Exercise >> Repeat the entries exactly as they stand.

━━━ Records to process

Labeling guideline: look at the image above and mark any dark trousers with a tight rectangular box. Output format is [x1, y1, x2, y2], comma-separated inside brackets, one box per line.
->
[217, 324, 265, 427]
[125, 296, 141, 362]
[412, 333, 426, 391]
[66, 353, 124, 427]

━━━━━━

Result >>
Labeling guideline: look at the image above and mark any dark trousers with a tight rectangular box. Output format is [x1, y1, x2, y2], comma-separated inside brackets, one box per line.
->
[217, 324, 265, 427]
[125, 296, 141, 362]
[412, 333, 426, 391]
[66, 353, 124, 427]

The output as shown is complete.